— BEGIN TEXT SHOWN —
IDEs and editors - 2019 planning
Looking back at 2018, our team managed to ship RLS (Rust language server) out of preview state with the Rust 2018 edition release, spawn a separate IDE project dubbed Rust Analyzer that’s focused on latency and lazy computation, prepare Racer for the Rust 2018 edition, and more!

We’re already more than a little into 2019 so now it’s a good time to plan ahead and see what this year may look like for IDEs and editors! Below you can find what we’ll have in store for the relevant tools.

RLS 2.0 (…?)

Fresh out of Rust All Hands, which was held and attended by the Rust team in Berlin two weeks ago (Feb 2019), we’re excited to say that we spent a considerate amount of time talking about the future of the Rust IDE support and the fruit of that is formation of an experimental RLS 2.0 compiler working group.

Initially built on top of rust-analyzer, the primary goal is to discover an ideal infrastructure on top of which we can build an IDE-aware compiler, while also exploring how we can split rustc into more manageable chunks with better-defined boundaries.

To put more context into why this is exciting and needed work, it’s good to explain how the RLS currently works. Right now, to get semantic knowledge about a certain crate (e.g. to be able to find all references, go to definition, rename a symbol) we execute rustc in a special mode that dumps all the necessary information after the compilation is finished, which is then indexed by the RLS.

This can piggyback on the existing incremental compilation infrastructure to quickly rebuild the necessary information, however the “frontend” of the compiler (parsing, macro expansion, name resolution and partially HIR lowering) is not yet incremental and on-demand, which means rustc always has to perform these passes in full, leading to increased IDE latency and doing unnecessary work.

Incrementalizing the compiler frontend proved to be a hard and deeply-coupled problem, which is what the team aims to tackle in order to achieve an IDE-aware compiler.
— END TEXT SHOWN —
— BEGIN MATERIAL —
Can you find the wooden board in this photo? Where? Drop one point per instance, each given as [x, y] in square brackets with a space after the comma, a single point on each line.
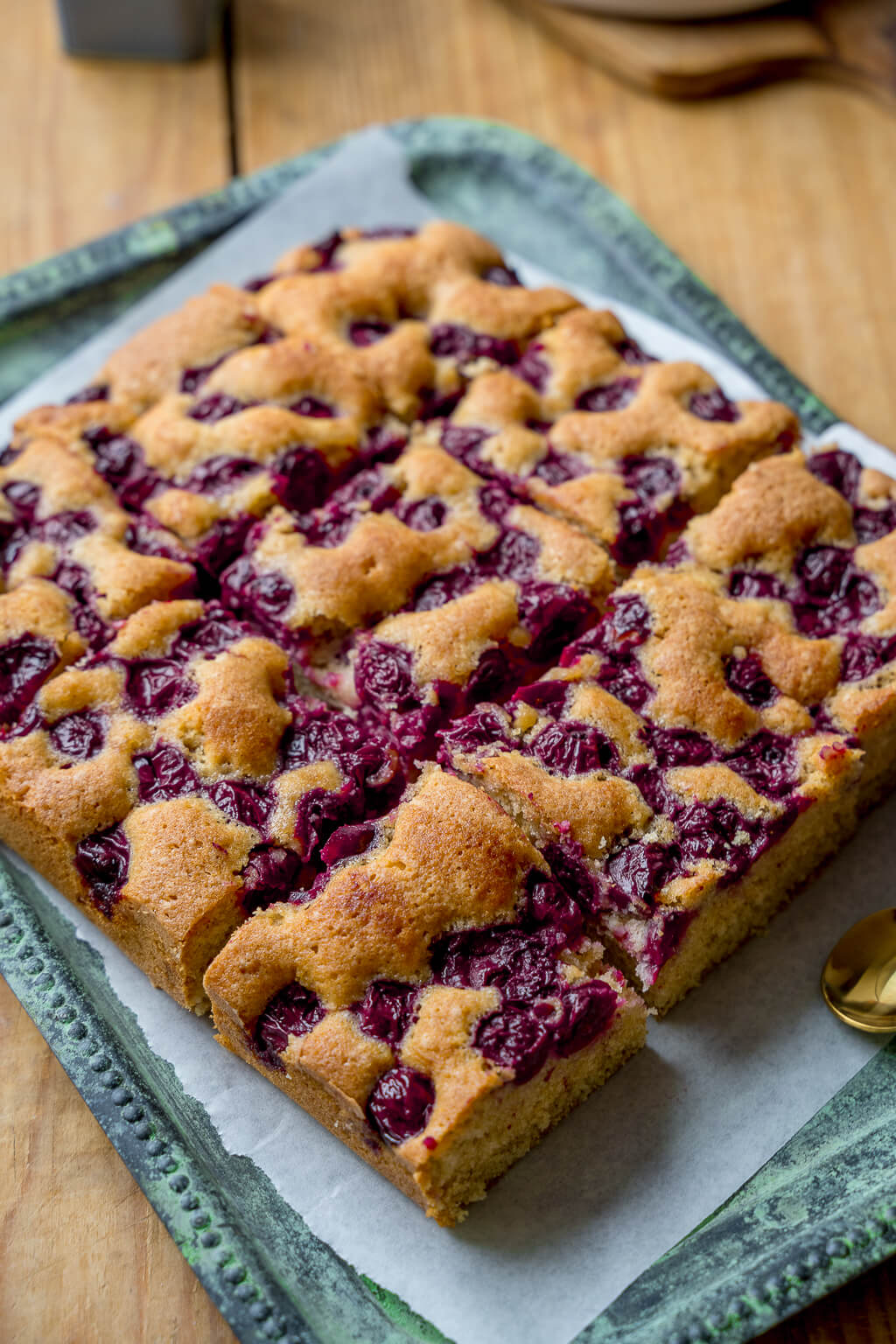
— END MATERIAL —
Take the text on 2019 planning for Rust IDEs and editors further, starting after its final sentence. The lines that come after the Rust IDE planning text have no connection to it.

Hopefully, this will also allow to indirectly improve already existing tools, such as Rustfmt, Racer or even existing RLS itself. More info in the link above, join us on Zulip!

Rust Analyzer

Rust Analyzer is an experimental modular compiler frontend for Rust. Aleksey Kladov (@matklad) wrote an extensive post about Rust Analyzer in 2018 and 2019 already, so be sure to check that out, instead!

RLS (current)

While we plan to explore and experiment with another approach to IDE-first compiler, we continue to actively maintain and to improve the existing RLS (dubbed “1.0” now).

Over time, we accrued a lot of infrastructure debt - we focused on the features and fixing bugs but we never came around to bringing the testing/development infrastructure up to par.
Because of that, we plan to improve our story around that. Short-term, we’d like to simplify the development process and improve the debuggability, including better error reports.

For development, we plan on centralizing development in a monorepo (pulling external RLS-specific crates such as rls-analysis), doing a thorough issue triage and focusing on mentoring more issues.
In addition to that, we plan on writing a reusable declarative test harness for LSP and an async LSP client, which should facilitate the testing process and make it available for other LSP servers in development.

For debuggability, we plan to surface internal errors to the user more gracefully (think squiggles in Cargo.toml for Cargo errors), as well as introducing a debug mode, which sets up e.g. logging out of box and records used toolchain and tool versions, ready to report in an issue.

Feature-wise, we’d like to explore enhancing Racer completion with rustc’s type information, hopefully offering a more complete (pun not intended) experience.
Improving latency is inherently tied to incrementalizing the existing Rust compiler frontend pipeline (referred to as end-to-end queries) and is now separated as part of the aforementioned experimental RLS 2.0 working group, which means we won’t prioritize this work as part of the RLS effort.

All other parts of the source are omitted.